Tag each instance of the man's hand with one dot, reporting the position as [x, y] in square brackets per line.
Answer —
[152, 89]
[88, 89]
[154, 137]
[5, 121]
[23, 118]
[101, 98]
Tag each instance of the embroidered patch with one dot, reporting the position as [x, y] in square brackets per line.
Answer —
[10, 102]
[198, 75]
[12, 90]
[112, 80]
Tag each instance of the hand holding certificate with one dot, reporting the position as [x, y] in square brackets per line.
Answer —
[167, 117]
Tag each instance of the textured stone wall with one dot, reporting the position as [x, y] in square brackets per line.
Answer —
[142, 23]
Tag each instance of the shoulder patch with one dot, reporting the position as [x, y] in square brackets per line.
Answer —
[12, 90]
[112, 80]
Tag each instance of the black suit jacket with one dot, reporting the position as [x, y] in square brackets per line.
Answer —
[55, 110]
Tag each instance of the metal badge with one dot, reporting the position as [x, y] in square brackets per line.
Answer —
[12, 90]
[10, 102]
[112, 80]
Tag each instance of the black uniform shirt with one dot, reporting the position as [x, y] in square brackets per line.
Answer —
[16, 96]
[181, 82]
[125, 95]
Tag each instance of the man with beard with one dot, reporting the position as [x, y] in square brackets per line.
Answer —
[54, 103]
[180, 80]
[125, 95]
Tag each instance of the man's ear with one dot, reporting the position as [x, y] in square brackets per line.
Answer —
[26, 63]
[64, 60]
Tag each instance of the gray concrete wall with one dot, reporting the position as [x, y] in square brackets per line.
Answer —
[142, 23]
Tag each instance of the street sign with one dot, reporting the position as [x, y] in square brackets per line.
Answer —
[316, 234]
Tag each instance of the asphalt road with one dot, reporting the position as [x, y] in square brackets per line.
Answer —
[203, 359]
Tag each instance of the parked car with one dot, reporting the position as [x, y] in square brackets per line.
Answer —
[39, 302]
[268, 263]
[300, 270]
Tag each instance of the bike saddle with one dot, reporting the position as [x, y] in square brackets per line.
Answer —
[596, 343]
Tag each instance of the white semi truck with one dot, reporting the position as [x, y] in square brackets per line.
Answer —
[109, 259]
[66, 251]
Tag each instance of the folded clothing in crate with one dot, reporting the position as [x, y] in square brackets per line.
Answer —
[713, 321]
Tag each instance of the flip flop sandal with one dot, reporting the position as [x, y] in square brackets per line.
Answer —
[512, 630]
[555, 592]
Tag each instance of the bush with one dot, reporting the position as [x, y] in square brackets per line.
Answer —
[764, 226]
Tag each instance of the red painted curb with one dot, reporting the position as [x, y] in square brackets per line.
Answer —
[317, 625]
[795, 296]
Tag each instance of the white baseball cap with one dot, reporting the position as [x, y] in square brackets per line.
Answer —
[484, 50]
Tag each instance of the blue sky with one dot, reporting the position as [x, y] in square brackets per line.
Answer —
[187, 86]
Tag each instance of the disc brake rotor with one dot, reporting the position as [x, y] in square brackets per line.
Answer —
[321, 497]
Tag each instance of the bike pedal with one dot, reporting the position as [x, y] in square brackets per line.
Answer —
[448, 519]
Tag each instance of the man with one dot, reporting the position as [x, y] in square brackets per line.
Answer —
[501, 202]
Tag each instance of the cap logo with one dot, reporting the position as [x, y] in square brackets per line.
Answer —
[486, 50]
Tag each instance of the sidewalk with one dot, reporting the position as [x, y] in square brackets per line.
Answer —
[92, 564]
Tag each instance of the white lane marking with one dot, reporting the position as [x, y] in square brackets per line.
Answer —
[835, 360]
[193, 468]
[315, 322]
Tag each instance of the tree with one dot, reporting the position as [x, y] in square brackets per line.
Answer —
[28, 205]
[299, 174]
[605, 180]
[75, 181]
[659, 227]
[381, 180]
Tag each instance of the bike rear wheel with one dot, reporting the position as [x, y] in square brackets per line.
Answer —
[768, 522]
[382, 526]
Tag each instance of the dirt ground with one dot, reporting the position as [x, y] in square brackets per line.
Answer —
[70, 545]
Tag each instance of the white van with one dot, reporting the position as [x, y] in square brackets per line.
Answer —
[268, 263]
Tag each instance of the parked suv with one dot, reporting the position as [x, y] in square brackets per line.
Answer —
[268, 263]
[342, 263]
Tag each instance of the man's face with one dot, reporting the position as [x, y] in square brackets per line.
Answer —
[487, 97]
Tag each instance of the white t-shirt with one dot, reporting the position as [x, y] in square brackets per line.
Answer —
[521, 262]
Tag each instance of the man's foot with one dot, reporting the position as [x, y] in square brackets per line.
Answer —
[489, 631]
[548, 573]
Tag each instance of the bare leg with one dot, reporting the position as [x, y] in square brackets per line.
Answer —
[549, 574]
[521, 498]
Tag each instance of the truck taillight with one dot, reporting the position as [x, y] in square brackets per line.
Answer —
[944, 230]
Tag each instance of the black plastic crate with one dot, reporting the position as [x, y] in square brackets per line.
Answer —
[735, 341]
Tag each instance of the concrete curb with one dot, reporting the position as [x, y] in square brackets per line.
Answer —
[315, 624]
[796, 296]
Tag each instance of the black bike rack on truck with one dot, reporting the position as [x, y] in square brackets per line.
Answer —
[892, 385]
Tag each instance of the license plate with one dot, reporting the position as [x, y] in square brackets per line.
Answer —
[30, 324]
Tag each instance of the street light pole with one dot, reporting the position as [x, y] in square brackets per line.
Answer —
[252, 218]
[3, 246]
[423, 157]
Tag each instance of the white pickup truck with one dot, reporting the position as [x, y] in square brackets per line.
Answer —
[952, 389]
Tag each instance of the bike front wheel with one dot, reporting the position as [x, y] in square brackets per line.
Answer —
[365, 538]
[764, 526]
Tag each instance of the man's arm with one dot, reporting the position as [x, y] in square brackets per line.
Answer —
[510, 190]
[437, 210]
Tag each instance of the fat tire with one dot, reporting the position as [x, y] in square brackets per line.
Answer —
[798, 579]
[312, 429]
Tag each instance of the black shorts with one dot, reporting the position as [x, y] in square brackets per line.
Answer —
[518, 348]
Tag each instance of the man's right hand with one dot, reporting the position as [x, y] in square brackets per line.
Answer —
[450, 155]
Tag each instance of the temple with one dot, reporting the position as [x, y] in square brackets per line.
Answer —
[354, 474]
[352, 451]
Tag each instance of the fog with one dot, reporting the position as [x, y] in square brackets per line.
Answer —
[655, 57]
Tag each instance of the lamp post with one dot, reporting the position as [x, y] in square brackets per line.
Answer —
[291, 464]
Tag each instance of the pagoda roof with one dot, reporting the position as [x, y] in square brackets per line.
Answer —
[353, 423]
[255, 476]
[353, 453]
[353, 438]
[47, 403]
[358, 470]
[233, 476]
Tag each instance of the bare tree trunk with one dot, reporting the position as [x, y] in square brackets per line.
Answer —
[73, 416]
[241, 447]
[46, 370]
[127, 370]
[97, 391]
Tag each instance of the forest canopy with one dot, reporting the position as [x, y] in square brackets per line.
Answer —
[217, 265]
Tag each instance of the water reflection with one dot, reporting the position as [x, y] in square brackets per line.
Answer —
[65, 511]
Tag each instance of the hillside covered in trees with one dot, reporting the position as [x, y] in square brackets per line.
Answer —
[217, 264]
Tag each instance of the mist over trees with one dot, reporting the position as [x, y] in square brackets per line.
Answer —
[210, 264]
────────────────
Make an exact copy of every line in the data.

Answer to this exercise:
Tag each instance of the man's hand with one dot, reporting the position as [x, y] in square brackets per line.
Answer —
[152, 89]
[88, 89]
[154, 137]
[5, 121]
[23, 118]
[101, 98]
Tag each instance of the embroidered patch with one dot, reporting the position as [x, y] in square brackets per line.
Answer —
[10, 102]
[198, 75]
[12, 90]
[112, 80]
Tag each instance of the hand holding certificate with one dot, reporting the position as [x, y] in square brackets per line.
Answer —
[167, 117]
Tag each instance of the textured stone wall with one dot, reporting the position as [x, y] in square brackets per line.
Answer —
[142, 23]
Tag each instance of the shoulder patch with one dot, reporting the position as [x, y] in square brackets per line.
Answer —
[12, 90]
[112, 80]
Tag each instance of the black suit jacket with one dot, reporting the position as [x, y] in square brackets per line.
Answer —
[55, 110]
Tag each instance of the metal badge with one dot, reporting the position as [x, y] in square brackets per line.
Answer —
[12, 90]
[10, 102]
[112, 80]
Tag each instance of the black uniform shirt with one dot, reporting the position as [x, y] in square brackets per line.
Answer —
[16, 96]
[181, 82]
[125, 95]
Tag each instance of the man with beard with one dot, reporting the position as [x, y] in square brackets per line.
Answer —
[54, 103]
[180, 80]
[125, 95]
Tag each instance of the man's ear with one dot, reporting the position as [x, y] in square brackets per line.
Answer —
[26, 63]
[64, 60]
Tag each instance of the gray concrete wall with one dot, reporting the position as [x, y] in square brackets per line.
Answer —
[142, 23]
Tag each instance of the street sign with one dot, reporting the position as [x, y] in square brackets per line.
Answer —
[316, 234]
Tag each instance of the asphalt road with one dot, reporting the position as [x, y] in square brackets per line.
Answer —
[203, 359]
Tag each instance of the parked car with one dot, reporting the position as [x, y] in square brackets per line.
Answer —
[39, 302]
[268, 263]
[300, 270]
Tag each instance of the bike saddle with one dot, reporting the position as [x, y] in square brackets per line.
Answer —
[596, 343]
Tag each instance of the white semi truck with one dot, reporting the position as [x, y] in square brackets per line.
Answer —
[109, 259]
[66, 251]
Tag each instance of the folded clothing in crate with one dot, reporting the position as [x, y] in square brackets per line.
Answer —
[713, 321]
Tag each instance of the flip flop sandal with one dot, reporting the position as [x, y] in square brackets per line.
Answer —
[512, 630]
[555, 592]
Tag each instance of the bush with one dot, reporting the position as [x, y] in square brackets per line.
Answer —
[764, 226]
Tag each instance of the red painted curb with one dot, reporting the position as [x, y] in square brackets per line.
Answer —
[317, 625]
[795, 296]
Tag each instance of the white baseball cap with one dot, reporting the position as [x, y] in square brackets per line.
Answer —
[484, 50]
Tag each instance of the blue sky with one dot, reporting the position as [x, y] in square brackets per line.
Answer —
[187, 86]
Tag each instance of the disc brake rotor with one dot, reporting the position as [x, y] in square brackets per line.
Answer —
[321, 497]
Tag each instance of the bike pedal with one dot, reporting the position as [x, y] in square brackets per line.
Answer —
[448, 519]
Tag each instance of the man with one dot, reporting the position as [x, y] in square brackets per line.
Answer —
[501, 202]
Tag each instance of the cap logo with one dot, reporting the position as [x, y] in square brackets per line.
Answer —
[486, 50]
Tag each instance of the sidewalk with one dot, reporting the position as [x, y] in square brackets per line.
Answer —
[92, 564]
Tag each instance of the white lane marking with one dot, reporting the position as [x, y] in square brackets per line.
Answer —
[835, 360]
[193, 468]
[315, 322]
Tag each instance of the tree with one dot, reporting the position as [x, y] in square brackets per line.
Answer —
[28, 205]
[299, 174]
[605, 180]
[75, 181]
[659, 227]
[381, 180]
Tag each instance of the bike rear wheel with one dot, reporting the position as [x, y] in square brackets per line.
Answer —
[768, 522]
[382, 526]
Tag each instance of the dirt ground with one dot, reporting the position as [x, y] in square brackets per line.
Answer —
[70, 545]
Tag each instance of the white van with one dot, reporting the position as [x, y] in square brackets per line.
Answer —
[268, 263]
Tag each instance of the parked suv with one dot, reporting the position as [x, y] in square brackets per line.
Answer —
[268, 263]
[342, 263]
Tag each instance of the man's face with one dot, reporting the position as [x, y] in square brackets per line.
Answer —
[487, 97]
Tag each instance of the white t-shirt with one dot, reporting the position as [x, y] in square brackets per line.
Answer —
[521, 262]
Tag each instance of the man's foot with one dot, reporting the position as [x, y] in square brackets per line.
Answer —
[489, 631]
[548, 573]
Tag each instance of the bare leg with one dot, reporting the position as [x, y] in square brackets per line.
Answer —
[549, 574]
[521, 498]
Tag each instance of the truck taillight with one dot, reporting the position as [x, y] in square brackets per line.
Answer —
[944, 230]
Tag each instance of the black plastic crate with one dot, reporting the position as [x, y] in square brackets per line.
Answer —
[735, 341]
Tag each instance of the concrete curb with one dot, reporting the position as [x, y] in square brackets per line.
Answer —
[315, 624]
[796, 296]
Tag each instance of the black bike rack on truck with one dot, reporting the position as [x, y] in square brackets per line.
Answer —
[892, 385]
Tag each instance of the license plate with one dot, reporting the position as [x, y] in square brackets per line.
Answer —
[30, 324]
Tag each instance of the street light pole with one dot, reporting the position as [x, y] in square brackets per line.
Answer —
[252, 218]
[3, 246]
[423, 157]
Tag each instance of the white pickup truck with one dot, reporting the position as [x, y] in square brackets per line.
Answer —
[952, 389]
Tag each instance of the bike front wheel with one dot, reporting the position as [x, y] in square brackets per line.
Answer —
[365, 538]
[764, 526]
Tag each instance of the man's arm with one dot, reporting the position as [x, y] in square brackets per line.
Answer —
[510, 190]
[437, 210]
Tag each instance of the fat tire with one dot, reporting the position as [x, y] in square brackets per line.
Answer —
[798, 579]
[312, 429]
Tag each instance of the black shorts with one dot, reporting the position as [x, y] in square brackets per line.
Answer —
[518, 348]
Tag each instance of the man's right hand with one dot, reporting the position as [x, y] in square brackets per line.
Answer —
[450, 155]
Tag each instance of the temple with one dot, reporting the position as [x, y] in square brackets per line.
Answer —
[354, 474]
[352, 451]
Tag each instance of the fog with one dot, reporting the position as [x, y] in square brackets per line.
Answer —
[655, 57]
Tag each instance of the lamp post with one dot, reporting the position as [x, y] in square brackets per line.
Answer —
[291, 464]
Tag each instance of the pagoda roof with one dot, reporting the position as [x, y] in square brackets per line.
Answer —
[353, 423]
[255, 476]
[353, 453]
[353, 438]
[47, 403]
[358, 470]
[233, 476]
Tag each instance of the bare tree trunk with one dot, reporting the position as [x, y] in square brackets per line.
Answer —
[73, 416]
[241, 447]
[46, 370]
[127, 370]
[97, 391]
Tag each instance of the forest canopy with one dot, reporting the position as [x, y] in square brackets per line.
Answer —
[217, 265]
Tag each instance of the water reflection with one dot, reporting the position as [x, y] in square brackets per line.
Answer —
[65, 511]
Tag each instance of the hillside covered in trees with one dot, reporting the position as [x, y] in square brackets per line.
Answer —
[217, 264]
Tag each instance of the mist over trees with one dot, reporting the position as [x, y] in square brackets per line.
Answer —
[210, 264]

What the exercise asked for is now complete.